Now's the time to start saving for your child's higher education, and a 529 plan, named after Section 529 of the Internal Revenue Code, is one way to put aside funds so you won't get caught without college savings when the time comes.

529 plans are nationwide, tax-advantaged saving vehicles that let you finance your children's college in Vermont even if you live in California. Although each state can decide whether it wants to offer a 529 plan, all do. And so long as the plans follow certain rules, federal law provides several tax breaks to plan participants.

Here's how they work.

529 prepaid tuition plans

These plans let college savers buy units or credits that pay for future tuition, and sometimes room and board, at participating higher education institutions. Most prepaid plans have residency requirements and are guaranteed by state governments.

Prepaid plans:

  • Lock in tuition prices.
  • Set lump-sum and installment payments based on the age of the student and the number of years of tuition purchased.
  • Set an age/grade limit for the student.
  • Have a limited enrollment period.

529 savings plans

These plans permit a saver to establish an account for a student to pay for his or her college expenses. The saver chooses among several investment options, including stock and bond mutual funds, money market funds, and other conservative investments. Withdrawals from the account can generally be used at any college or university, regardless of location. Savings that are invested in mutual funds are not guaranteed by the state or insured by the federal government.
Many savings plans accept contributions in excess of $200,000, although investments are subject to the ups and downs of the market. They have no age limits and no residence requirements, and enrollment is open all year.

529 tax breaks
Earnings from 529 plans are exempt from federal taxes, and in most places state taxes, so long as you use the funds for tuition, room and board. But if you withdraw the money and don't use it for college, earnings generally will be subject to income tax and an extra 10 percent federal tax penalty. 

Don't forget the fees
Fees typically accompany 529 plans. Prepaid tuition plans charge enrollment and administrative fees in addition to "loads" for broker-sold plans. 529 savings plans may charge enrollment and annual maintenance and management fees. You sometimes can avoid certain fees if you maintain a large account balance, make contributions automatically or live in the state sponsoring the plan.

What happens after you die?
If you die before your beneficiary does, your 529 account doesn't; it just continues under the successor you named when you filled out the application for the account. If you don't name a successor, a probate court might. The new owner will have all your rights, including the right to withdraw money from the account. So make sure you name someone whom you trust to carry out your wishes for the account.

What happens if your beneficiary doesn't go to college?
You can change the beneficiary to another member of the family, moving up or down the family tree until you find someone who wants to use the account for college. You can even pass down any remaining money from generation to generation.

Or you can take back the money from the 529 and pay taxes and penalties on earnings.

Each state's plan may be different, and there are many other rules governing them, so be sure to get qualified advice before proceeding.

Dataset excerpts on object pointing
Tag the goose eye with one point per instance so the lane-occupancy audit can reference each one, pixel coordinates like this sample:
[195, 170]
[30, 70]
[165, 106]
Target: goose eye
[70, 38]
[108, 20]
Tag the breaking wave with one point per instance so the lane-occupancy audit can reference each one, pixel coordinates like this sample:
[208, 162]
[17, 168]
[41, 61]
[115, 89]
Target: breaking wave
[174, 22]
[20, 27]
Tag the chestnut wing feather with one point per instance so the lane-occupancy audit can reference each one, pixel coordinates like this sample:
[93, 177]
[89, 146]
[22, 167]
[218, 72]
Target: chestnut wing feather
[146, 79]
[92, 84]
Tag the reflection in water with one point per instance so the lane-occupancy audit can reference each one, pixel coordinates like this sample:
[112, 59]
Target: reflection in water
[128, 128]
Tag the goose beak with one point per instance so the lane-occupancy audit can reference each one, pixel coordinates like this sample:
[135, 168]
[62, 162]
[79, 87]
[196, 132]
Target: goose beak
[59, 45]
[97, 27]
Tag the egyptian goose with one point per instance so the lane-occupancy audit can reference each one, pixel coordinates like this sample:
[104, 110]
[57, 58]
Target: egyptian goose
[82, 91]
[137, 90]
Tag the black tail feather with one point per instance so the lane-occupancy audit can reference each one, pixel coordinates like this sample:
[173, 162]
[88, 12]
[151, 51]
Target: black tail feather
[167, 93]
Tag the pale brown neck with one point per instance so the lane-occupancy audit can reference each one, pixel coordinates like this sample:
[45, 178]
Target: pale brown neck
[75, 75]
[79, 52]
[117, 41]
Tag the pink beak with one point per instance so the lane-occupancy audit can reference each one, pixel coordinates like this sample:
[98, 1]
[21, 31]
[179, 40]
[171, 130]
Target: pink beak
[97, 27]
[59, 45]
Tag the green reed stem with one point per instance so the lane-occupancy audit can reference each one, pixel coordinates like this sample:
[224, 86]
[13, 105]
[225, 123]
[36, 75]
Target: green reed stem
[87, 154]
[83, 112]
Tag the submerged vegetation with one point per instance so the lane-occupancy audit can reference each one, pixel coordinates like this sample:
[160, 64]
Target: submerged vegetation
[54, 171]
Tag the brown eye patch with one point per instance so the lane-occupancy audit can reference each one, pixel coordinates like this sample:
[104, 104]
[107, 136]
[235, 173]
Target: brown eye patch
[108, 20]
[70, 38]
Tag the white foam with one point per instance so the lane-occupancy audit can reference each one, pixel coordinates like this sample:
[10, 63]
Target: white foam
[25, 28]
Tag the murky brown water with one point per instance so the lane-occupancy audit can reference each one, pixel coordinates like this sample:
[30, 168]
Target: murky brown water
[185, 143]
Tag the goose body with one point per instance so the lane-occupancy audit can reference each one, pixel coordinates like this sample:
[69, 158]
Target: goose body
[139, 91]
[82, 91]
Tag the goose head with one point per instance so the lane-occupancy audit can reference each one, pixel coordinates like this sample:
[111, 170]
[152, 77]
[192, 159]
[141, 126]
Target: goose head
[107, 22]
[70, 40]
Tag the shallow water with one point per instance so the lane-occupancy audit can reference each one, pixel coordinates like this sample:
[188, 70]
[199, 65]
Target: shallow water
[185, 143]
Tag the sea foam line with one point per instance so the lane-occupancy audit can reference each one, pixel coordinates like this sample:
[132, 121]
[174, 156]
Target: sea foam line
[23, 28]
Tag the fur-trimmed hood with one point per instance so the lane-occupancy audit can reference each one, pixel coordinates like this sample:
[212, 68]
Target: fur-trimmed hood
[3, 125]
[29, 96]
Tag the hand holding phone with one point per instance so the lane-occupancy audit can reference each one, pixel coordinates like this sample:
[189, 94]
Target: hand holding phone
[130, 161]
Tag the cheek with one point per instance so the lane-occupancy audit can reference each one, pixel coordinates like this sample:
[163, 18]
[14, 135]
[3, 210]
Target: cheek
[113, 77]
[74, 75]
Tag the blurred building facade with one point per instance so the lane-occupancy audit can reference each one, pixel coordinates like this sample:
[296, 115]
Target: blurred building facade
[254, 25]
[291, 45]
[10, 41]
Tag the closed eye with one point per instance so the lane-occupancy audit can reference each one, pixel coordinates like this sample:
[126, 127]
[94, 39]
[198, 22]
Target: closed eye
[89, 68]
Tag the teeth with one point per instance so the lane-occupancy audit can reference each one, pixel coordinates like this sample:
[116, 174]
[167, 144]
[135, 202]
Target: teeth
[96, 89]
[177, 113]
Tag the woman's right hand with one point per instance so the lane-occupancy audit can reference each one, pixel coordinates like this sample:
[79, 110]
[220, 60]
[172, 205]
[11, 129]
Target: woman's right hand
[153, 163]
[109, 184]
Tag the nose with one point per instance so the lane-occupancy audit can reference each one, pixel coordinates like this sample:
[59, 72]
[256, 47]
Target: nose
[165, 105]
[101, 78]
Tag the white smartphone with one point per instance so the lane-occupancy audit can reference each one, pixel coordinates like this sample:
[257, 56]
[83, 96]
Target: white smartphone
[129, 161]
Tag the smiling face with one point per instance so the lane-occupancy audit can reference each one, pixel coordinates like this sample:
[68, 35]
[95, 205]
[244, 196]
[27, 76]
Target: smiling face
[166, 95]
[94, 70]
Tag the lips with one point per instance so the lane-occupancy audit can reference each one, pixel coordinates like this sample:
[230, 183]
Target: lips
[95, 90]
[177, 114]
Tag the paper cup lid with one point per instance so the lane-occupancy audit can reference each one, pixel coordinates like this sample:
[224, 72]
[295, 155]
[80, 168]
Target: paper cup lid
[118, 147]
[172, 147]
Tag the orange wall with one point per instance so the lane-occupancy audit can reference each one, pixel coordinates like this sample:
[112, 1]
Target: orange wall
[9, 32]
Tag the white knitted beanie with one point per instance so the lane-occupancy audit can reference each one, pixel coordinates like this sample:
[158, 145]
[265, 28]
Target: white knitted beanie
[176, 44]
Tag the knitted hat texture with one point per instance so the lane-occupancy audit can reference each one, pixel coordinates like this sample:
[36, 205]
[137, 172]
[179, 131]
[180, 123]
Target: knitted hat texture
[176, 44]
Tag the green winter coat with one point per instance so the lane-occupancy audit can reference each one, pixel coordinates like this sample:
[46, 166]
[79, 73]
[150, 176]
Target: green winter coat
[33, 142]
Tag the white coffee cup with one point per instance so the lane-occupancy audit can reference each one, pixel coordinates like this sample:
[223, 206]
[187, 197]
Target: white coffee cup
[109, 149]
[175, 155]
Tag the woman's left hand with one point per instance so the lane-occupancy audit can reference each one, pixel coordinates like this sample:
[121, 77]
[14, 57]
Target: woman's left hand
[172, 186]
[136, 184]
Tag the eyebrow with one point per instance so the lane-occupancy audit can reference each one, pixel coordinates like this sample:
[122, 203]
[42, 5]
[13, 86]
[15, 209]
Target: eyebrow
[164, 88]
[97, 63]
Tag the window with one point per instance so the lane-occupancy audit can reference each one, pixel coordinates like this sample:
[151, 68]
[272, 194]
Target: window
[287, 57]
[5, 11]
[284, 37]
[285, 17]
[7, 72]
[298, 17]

▶ _SET EXERCISE_:
Write out the 529 plan text from "Or you can take" up to and including "advice before proceeding.", substituting "professional guidance" for "qualified advice".

▶ _RESPONSE FOR THIS EXERCISE_:
Or you can take back the money from the 529 and pay taxes and penalties on earnings.

Each state's plan may be different, and there are many other rules governing them, so be sure to get professional guidance before proceeding.